__PROBLEM REQUIREMENTS__
Word for word, set down every line of the entries below from the line with "Query: car hood" to the line with "Query: balcony", including both, and no other line.

------ RECORDS FOR THIS TASK ------

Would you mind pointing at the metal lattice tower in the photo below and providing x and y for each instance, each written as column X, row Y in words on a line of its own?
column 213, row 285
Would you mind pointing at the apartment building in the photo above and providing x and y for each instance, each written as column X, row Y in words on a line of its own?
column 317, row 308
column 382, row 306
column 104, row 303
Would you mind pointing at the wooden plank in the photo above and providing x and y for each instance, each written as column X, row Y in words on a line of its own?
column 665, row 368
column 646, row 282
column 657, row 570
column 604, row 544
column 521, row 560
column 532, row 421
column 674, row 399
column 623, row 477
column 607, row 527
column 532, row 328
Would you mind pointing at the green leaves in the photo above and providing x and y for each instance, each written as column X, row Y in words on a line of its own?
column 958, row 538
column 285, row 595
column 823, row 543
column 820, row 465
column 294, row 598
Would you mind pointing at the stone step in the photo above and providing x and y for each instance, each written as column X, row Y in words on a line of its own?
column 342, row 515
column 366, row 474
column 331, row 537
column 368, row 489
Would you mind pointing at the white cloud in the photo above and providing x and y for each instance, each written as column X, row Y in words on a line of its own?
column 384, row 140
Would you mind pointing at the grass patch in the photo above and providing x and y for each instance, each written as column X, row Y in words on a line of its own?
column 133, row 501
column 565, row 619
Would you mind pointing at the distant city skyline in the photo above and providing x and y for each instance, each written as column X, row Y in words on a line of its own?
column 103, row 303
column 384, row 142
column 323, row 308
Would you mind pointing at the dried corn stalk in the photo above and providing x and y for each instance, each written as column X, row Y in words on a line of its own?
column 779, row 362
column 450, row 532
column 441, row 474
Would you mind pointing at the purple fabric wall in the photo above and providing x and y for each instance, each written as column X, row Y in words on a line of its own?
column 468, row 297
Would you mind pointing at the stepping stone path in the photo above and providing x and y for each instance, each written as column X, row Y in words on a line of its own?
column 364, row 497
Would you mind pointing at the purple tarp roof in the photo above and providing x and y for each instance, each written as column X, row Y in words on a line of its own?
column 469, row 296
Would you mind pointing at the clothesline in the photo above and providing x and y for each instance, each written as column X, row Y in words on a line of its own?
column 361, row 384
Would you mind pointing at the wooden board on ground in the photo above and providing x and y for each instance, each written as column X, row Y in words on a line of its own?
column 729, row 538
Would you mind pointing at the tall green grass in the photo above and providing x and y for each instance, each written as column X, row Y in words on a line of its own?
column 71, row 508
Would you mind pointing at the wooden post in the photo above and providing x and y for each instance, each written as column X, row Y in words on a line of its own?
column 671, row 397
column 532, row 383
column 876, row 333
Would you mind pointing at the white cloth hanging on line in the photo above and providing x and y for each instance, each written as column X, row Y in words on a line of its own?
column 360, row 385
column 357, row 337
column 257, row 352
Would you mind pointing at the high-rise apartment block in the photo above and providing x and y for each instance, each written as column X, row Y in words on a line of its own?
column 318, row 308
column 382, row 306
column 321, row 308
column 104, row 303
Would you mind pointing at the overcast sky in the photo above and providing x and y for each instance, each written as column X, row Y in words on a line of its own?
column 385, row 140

------
------ RECORDS FOR THIS TASK ------

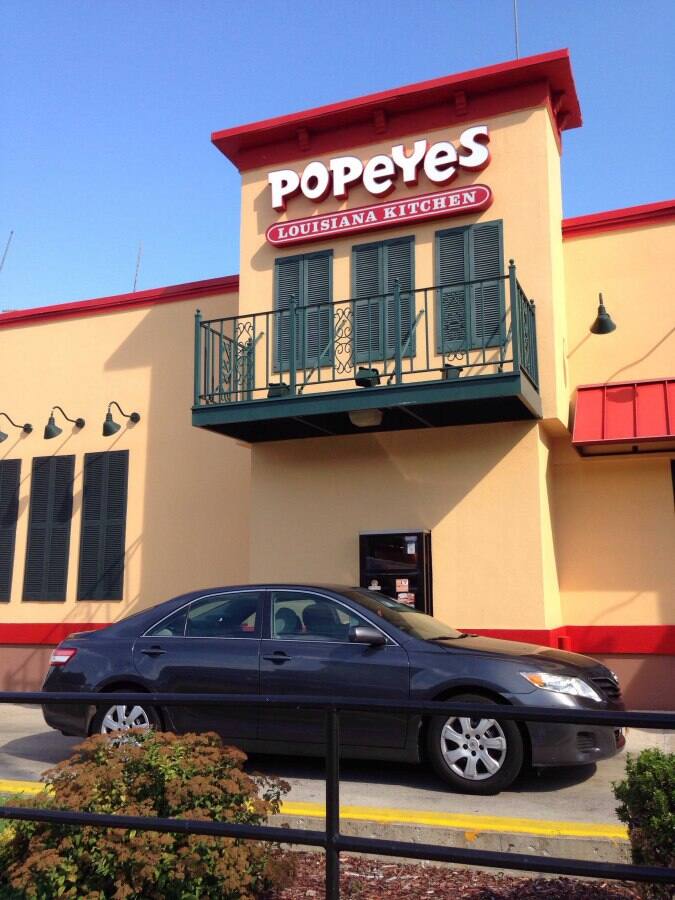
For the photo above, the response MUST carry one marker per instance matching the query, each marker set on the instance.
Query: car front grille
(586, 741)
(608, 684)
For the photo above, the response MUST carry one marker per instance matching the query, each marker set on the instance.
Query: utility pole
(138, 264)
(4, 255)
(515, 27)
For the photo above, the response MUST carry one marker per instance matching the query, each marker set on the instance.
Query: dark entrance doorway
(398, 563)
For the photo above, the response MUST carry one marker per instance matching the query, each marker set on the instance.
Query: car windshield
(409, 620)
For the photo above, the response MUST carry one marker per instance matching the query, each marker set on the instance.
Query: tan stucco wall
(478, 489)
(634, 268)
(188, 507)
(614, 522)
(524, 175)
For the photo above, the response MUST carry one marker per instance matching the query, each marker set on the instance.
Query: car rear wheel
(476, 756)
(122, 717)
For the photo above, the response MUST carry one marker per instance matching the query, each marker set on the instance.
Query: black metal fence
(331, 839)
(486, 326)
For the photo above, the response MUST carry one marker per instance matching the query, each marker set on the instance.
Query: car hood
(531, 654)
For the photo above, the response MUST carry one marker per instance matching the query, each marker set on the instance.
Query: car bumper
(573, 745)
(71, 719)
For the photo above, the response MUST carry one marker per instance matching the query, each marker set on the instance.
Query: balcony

------
------ RECORDS FOR THIS TASK ------

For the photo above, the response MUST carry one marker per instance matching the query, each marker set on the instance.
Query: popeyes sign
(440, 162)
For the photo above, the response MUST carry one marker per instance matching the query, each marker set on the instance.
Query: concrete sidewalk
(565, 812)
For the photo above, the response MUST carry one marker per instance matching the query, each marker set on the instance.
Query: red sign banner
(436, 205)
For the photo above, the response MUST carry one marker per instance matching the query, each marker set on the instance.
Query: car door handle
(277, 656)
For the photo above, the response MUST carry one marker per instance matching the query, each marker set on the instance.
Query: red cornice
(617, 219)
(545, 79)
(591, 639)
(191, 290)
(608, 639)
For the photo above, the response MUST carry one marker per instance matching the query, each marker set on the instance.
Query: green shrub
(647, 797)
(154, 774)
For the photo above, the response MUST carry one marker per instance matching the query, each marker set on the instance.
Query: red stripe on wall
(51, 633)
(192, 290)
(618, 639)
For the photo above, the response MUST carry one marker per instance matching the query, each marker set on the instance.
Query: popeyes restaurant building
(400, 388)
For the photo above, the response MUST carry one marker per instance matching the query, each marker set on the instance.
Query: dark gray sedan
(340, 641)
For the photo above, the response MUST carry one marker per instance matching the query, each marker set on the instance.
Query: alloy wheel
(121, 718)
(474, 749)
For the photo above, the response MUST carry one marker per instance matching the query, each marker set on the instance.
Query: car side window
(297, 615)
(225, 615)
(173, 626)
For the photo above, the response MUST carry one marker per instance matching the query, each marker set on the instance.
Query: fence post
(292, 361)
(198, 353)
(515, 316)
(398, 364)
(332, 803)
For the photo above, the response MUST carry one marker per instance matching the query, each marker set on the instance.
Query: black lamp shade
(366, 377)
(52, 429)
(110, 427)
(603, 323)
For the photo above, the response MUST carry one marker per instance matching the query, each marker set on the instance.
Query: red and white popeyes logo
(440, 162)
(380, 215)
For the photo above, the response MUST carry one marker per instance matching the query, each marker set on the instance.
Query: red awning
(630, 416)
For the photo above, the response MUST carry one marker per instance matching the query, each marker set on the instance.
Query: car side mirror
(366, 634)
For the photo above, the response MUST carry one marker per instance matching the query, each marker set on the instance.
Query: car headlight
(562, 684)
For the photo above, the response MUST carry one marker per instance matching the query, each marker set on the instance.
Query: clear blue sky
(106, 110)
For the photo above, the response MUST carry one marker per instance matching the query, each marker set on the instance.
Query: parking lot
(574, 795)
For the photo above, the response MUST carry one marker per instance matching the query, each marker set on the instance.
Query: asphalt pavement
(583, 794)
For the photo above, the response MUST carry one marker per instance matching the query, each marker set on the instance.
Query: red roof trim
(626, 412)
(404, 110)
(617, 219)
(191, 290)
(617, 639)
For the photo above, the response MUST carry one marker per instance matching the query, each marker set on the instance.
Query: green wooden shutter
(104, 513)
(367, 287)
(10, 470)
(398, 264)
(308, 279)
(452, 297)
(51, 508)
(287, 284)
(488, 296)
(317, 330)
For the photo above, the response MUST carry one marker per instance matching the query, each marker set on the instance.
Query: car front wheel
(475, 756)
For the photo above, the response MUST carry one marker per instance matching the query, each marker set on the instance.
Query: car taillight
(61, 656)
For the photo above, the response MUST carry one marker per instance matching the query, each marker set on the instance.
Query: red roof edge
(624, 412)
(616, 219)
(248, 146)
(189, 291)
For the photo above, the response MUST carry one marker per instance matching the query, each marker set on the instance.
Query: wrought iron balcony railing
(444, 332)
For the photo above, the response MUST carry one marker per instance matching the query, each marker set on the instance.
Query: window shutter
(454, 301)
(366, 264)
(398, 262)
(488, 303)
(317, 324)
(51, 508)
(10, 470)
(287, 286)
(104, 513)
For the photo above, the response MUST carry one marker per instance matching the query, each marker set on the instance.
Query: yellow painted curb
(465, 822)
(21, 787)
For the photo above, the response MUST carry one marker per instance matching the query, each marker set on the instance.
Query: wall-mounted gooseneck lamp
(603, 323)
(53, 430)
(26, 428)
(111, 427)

------

__EXERCISE RESPONSE__
Query: car hood
(531, 654)
For the photo above, the response MUST carry one marker per instance matching the query, each marker set on the instance.
Query: car bumper
(573, 745)
(71, 719)
For the photo above, the response MUST carry one marker per instance matching the query, each marker set on the instance.
Query: balcony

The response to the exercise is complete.